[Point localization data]
+===+
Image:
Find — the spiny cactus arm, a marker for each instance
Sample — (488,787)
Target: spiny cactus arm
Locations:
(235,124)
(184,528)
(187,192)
+===+
### WHAT THE EXERCISE ASKS
The reply should consist of all the records, repeated exactly.

### WRITTEN ANSWER
Image:
Find — the spiny cactus arm, a marker for each instance
Sample — (488,787)
Target: spiny cactus arm
Locations:
(235,124)
(184,528)
(187,192)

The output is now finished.